1844 treaty between France and China

The Treaty of Whampoa (黃埔條約 (黄埔条约, Huángpǔ Tiáoyuē)) was an unequal treaty between the Kingdom of France and the Qing dynasty of China, which was signed by Qiying and Théodore de Lagrené on October 24, 1844, aboard the warship L’Archimède.

==Terms==
China was to grant the same privileges to the Kingdom of France as to Britain in the Treaty of Nanking and subsequent treaties. The privileges included the opening of five harbours to French merchants, extraterritorial privileges French citizens in China, a fixed tariff on Sino-French trade and the right of France to station consuls in China.

The treaty institutionalised benefits for French Catholics, including the ability to operate and establish religious institutions in the treaty ports, decriminalisation of Catholicism throughout China, and providing that any missionaries discovered by Chinese authorities outside the treaty ports should be escorted to a French consulate.

==Toleration of Christianity==
Marie Melchior Joseph Théodose de Lagrené negotiated the treaty on the French side. A Catholic, de Lagrené viewed the negotiation of the Treaty as an opportunity to improve the prestige of France and the Catholic Church through religious policy. He asked his Qing government counterpart, Qiying, to persuade the Daoguang Emperor to provide religious toleration for Catholics as a demonstration of goodwill for France. Hoping that doing so would create division between the French imperialists and the Protestant British imperialists, the Daoguang Emperor agreed. These provisions and subsequent developments formed the French justification for the French religious protectorate in China.

- [Required action] Translate this sentence from the text on the Treaty of Whampoa into French: "Marie Melchior Joseph Théodose de Lagrené negotiated the treaty on the French side."

- [Given entries]
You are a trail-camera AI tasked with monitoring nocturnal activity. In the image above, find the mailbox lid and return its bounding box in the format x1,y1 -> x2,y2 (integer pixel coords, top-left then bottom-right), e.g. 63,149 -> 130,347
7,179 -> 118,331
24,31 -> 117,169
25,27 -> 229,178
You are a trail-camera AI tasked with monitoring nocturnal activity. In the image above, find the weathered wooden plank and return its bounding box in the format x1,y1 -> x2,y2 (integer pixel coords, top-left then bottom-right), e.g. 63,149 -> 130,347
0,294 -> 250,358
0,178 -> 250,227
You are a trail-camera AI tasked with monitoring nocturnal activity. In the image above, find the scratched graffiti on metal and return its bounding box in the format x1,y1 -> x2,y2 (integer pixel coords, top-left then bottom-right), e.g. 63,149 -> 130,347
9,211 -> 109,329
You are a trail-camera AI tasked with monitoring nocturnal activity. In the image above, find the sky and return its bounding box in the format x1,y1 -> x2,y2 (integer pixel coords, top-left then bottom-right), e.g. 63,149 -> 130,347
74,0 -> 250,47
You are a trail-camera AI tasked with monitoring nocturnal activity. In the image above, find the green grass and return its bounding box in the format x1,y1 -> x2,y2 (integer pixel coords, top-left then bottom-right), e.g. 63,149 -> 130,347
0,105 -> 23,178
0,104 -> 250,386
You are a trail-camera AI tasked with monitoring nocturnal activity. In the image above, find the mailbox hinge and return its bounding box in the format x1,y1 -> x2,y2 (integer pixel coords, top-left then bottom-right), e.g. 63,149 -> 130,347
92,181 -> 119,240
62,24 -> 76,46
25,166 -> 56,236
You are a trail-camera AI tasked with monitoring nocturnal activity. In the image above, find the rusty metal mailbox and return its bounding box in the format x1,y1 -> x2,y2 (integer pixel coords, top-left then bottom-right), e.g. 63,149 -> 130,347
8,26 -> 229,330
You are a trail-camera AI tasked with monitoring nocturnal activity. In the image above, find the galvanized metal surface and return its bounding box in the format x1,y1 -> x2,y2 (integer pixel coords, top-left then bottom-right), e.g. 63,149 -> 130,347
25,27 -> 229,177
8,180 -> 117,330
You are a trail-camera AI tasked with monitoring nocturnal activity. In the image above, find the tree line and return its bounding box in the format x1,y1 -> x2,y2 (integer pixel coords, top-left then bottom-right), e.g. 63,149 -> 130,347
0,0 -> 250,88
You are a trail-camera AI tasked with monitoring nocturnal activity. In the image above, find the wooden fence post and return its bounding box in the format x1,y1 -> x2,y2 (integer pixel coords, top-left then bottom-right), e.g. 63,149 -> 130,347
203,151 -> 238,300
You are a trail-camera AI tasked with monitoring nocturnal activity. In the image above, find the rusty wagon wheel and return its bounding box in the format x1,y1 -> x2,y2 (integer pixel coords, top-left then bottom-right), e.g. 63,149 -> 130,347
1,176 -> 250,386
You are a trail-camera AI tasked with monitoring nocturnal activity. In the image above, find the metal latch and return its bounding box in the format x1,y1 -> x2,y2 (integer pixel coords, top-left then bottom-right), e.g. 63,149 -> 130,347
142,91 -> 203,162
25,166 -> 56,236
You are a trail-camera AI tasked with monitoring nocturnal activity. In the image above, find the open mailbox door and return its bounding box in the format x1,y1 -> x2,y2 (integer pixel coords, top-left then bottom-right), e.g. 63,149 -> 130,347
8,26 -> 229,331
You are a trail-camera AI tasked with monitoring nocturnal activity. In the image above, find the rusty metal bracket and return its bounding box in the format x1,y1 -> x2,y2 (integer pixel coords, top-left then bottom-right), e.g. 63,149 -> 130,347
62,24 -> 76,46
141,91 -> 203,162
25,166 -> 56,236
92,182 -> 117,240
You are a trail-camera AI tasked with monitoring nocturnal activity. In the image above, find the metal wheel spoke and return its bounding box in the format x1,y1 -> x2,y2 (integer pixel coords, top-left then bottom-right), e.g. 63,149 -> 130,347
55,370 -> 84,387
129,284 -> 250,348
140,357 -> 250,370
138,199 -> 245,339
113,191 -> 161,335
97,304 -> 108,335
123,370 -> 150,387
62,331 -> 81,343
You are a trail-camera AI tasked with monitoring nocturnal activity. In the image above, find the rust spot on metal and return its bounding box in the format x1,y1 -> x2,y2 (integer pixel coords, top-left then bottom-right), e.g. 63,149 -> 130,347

- [Result of the exercise] Marie Melchior Joseph Théodose de Lagrené a négocié le traité du côté français.